If it wasn't production quality, one could argue that making it the login shell of and admin user would introduce some risk, but with its much saner syntax than other shells like bash or tcsh, I would argue that it would improve matters considerably.

Though its primary usage is as an interactive shell, I'd argue that writing scripts in zsh would likely make safer and more reliable scripts than bash scripts (see how many people unknowingly write bash scripts in zsh syntax when they forget to quote their variables and how changing the shebang from #! /bin/bash to #! /bin/zsh would fix many of the bugs in their scripts).

In any case, installing zsh is among the first things that I have been doing for all server deployments in all the places I've worked at.

However, I generally don't make it the login shell of any user by default as it's not uncommon for some software to expect a bash-centric environment.


Other opinions available, but here's mine.

  1. Is installing zsh on production server harmless to the system?

Introducing new software is rarely harmless. For example, it comes with the need to ensure any vulnerabilities associated with it are identified and patched.

  1. Would you allow to install zsh in this case, and why so?

No. Would want a tangible benefit to be identified.

  1. Does it make sense to restrict users with bash on production server?

Yes, bash is great :-) And if some niche group of users in the company start writing zsh scripts without the wider support teams having knowledge of it, they're goosed.

Input for this task:
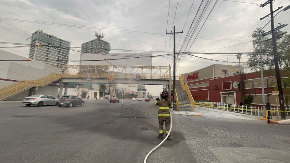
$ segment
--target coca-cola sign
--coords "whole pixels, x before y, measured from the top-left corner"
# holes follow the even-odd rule
[[[187,76],[187,81],[190,81],[193,80],[195,80],[198,78],[198,72],[196,72],[192,74],[192,75],[188,75]]]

Work to do:
1. Rewrite the listing with "top-left corner" replaced by "upper-left corner" and everything else left unchanged. Omit the picture from your output.
2. Pick up the discussion of installing zsh on production servers right after its final sentence.

Results in order:
1.
$ segment
--target coca-cola sign
--coords "whole pixels, x before y, measured from the upper-left corner"
# holes follow the even-odd rule
[[[187,76],[187,81],[190,81],[193,80],[195,80],[198,78],[198,72],[196,72],[192,74],[192,75],[188,75]]]

2.
In my experience, yes it is uncommon to install zsh on a production server. That being said I work most with more 'conservative' customers (banks, administrations, etc.) so your mileage may vary.

  1. Zsh itself is harmless. It is 'just another shell', like bash, ksh,... However, in many corporations, the security policy is to limit as much as possible the attack surface, i.e. don't install anything unless it's required. Even though zsh is harmless, its code base could contain bugs. Read about Shellshock if you don't already know about it. :)
    That being said, there is a certain leniency for 'commodities' such as having vim instead of just vi. Zsh could fall into this category.

  2. Not in production, not happening. Aside from reducing the attack surface, there's also the fact that you will need to test twice your scripts - once with zsh, once with bash. This takes time and money.

  3. I wouldn't call it restricting to bash: is there anything that you can do with zsh that you can't do with bash?

Final note: bash is pretty much the industry standard. It's the default shell for most enterprise-grade distributions (RHEL, SUSE,...) as well as for many very popular distributions such as Debia, Ubuntun...
I have tried "new" shells over the years: zsh and fish are two that I really liked. For home use maybe, however, at work it's bash all the way (and ksh when working with AIX etc.). I end up using bash at home too, old habits die hard.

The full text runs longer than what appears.